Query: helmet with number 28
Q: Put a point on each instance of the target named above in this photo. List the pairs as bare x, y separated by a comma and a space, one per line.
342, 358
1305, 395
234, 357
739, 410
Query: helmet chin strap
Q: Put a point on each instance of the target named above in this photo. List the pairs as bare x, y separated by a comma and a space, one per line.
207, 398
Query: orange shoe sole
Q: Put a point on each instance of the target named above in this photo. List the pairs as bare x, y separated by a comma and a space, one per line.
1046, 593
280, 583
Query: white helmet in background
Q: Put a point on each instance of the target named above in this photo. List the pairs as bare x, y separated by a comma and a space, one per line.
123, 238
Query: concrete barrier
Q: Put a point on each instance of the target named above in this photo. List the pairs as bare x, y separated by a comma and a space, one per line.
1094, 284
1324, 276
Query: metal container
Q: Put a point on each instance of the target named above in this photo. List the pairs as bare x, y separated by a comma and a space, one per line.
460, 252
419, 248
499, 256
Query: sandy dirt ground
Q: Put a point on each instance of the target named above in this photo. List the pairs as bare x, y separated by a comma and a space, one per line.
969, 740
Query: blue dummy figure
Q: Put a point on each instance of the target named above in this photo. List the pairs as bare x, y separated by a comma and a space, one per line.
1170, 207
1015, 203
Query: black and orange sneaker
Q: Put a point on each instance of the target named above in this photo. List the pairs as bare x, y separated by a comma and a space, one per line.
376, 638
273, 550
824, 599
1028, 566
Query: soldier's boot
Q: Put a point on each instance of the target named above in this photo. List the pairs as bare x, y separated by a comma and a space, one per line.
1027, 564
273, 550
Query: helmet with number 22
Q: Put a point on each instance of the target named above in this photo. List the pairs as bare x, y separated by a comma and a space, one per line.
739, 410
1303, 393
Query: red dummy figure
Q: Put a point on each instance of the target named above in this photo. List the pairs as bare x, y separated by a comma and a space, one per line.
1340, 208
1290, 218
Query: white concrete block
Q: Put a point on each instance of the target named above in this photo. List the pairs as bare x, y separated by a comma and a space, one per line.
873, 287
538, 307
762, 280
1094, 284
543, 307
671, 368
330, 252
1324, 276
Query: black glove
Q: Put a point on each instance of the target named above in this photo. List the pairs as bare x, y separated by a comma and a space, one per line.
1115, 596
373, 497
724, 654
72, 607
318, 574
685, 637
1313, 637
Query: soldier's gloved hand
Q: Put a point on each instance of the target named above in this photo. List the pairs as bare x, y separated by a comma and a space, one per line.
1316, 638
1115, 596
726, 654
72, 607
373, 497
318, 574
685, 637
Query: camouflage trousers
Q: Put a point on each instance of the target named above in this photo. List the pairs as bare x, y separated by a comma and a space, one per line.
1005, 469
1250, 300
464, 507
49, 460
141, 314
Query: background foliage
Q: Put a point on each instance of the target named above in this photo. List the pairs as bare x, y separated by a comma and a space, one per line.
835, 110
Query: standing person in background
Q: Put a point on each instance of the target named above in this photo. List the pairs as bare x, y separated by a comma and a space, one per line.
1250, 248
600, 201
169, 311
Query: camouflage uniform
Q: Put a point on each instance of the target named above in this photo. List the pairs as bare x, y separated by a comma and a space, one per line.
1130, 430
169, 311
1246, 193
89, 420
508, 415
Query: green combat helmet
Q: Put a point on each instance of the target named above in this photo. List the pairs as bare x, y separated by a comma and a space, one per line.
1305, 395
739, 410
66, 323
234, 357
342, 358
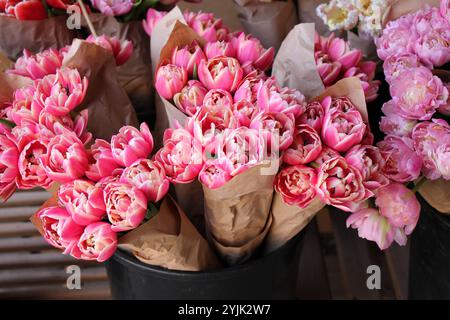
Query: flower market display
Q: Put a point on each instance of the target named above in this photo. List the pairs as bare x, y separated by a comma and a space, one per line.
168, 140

---

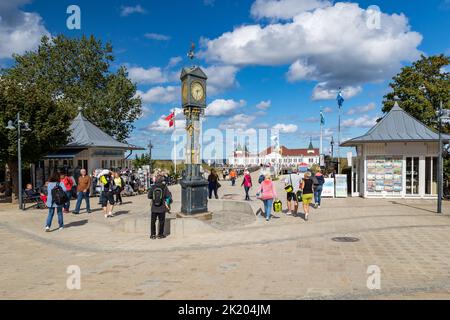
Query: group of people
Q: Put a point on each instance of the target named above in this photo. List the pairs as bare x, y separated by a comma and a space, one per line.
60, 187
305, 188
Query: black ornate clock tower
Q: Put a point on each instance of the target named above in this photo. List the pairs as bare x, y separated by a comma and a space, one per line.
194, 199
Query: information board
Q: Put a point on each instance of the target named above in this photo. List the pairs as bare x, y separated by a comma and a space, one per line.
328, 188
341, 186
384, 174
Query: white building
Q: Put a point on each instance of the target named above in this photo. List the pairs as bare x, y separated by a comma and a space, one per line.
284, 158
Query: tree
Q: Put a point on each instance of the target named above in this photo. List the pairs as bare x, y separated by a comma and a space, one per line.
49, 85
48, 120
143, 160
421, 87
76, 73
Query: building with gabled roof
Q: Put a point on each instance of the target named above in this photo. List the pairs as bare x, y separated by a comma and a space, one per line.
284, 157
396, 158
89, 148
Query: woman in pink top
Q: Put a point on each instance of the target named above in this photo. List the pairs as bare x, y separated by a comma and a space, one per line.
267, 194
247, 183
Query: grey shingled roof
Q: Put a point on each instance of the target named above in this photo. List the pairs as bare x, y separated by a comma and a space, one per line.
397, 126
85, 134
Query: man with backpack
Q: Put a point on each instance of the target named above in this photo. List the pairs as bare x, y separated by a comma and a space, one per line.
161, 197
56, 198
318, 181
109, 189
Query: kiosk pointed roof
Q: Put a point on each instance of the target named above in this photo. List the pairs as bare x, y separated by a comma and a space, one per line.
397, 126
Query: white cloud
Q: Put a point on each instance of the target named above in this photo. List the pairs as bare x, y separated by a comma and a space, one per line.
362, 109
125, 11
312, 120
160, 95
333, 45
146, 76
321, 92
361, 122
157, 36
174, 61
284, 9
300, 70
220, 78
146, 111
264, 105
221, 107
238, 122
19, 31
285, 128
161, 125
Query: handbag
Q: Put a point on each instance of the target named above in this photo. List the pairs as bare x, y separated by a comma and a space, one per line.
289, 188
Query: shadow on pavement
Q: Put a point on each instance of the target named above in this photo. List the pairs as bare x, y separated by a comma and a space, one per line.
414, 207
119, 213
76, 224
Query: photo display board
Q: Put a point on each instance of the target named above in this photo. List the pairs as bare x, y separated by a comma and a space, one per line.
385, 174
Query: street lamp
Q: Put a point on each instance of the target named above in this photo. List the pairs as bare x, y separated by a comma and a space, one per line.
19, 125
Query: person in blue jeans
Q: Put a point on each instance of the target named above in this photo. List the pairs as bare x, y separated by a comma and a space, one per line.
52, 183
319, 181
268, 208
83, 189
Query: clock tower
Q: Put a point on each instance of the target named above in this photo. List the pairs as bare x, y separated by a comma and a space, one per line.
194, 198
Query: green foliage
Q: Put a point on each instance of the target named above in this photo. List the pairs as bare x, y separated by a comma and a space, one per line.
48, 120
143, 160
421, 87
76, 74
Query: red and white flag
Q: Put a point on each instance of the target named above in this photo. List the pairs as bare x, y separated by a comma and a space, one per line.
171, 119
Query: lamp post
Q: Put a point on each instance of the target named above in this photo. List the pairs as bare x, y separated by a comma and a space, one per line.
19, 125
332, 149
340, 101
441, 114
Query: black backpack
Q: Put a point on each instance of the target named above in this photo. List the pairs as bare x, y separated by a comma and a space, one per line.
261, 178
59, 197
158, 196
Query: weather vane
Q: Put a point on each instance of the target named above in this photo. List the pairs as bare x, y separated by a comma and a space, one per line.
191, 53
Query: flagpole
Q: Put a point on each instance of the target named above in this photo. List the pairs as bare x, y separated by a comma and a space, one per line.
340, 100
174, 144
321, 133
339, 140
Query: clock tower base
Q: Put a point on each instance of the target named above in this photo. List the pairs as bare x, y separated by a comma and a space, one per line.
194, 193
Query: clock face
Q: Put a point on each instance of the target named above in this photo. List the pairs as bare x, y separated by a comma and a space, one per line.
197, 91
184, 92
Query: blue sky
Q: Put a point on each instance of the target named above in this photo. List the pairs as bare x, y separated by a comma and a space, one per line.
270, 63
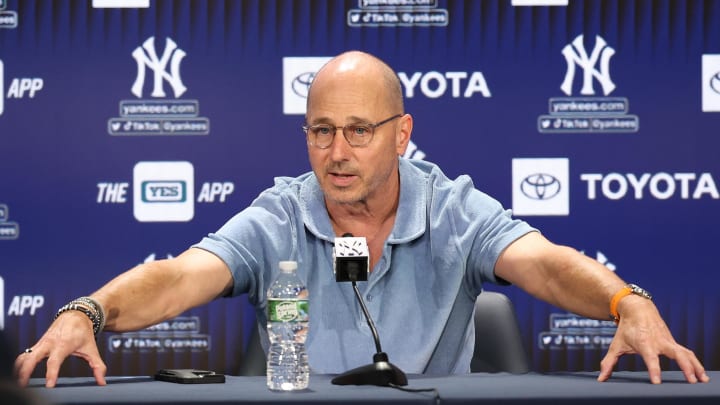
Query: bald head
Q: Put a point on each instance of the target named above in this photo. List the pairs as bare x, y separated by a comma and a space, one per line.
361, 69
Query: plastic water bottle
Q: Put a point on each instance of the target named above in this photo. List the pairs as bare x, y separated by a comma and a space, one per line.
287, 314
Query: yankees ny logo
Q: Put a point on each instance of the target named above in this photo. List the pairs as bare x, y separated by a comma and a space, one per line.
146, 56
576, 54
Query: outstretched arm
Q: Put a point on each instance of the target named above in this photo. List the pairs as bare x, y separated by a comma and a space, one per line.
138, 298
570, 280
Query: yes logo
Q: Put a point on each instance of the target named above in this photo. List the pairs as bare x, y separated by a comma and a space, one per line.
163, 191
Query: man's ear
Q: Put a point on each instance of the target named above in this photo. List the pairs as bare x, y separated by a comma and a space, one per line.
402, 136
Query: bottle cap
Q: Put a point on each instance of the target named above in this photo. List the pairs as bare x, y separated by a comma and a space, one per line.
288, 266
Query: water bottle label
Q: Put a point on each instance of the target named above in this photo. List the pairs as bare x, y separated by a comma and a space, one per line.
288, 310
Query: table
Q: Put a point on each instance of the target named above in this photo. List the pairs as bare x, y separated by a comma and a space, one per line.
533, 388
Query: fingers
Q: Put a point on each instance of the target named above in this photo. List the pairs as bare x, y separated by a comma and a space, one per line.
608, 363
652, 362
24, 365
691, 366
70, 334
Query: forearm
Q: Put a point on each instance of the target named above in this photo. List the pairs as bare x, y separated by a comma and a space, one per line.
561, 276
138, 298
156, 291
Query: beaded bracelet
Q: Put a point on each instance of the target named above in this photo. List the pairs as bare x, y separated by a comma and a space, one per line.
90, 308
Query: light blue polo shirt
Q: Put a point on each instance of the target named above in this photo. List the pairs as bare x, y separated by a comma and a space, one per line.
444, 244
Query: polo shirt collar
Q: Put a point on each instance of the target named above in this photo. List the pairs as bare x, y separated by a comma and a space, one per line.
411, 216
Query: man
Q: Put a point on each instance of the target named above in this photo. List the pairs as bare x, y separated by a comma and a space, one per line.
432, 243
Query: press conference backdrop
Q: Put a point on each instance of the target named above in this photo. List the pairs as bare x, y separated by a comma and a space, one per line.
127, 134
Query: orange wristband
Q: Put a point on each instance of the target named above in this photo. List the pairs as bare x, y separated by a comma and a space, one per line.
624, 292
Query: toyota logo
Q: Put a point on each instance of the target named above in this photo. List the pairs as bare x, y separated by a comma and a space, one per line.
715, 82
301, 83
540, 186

EJERCICIO: Cuenta las líneas del material que contienen la cadena "soldier", teniendo en cuenta mayúsculas y minúsculas. Responde solo con el número.

RESPUESTA AL EJERCICIO: 2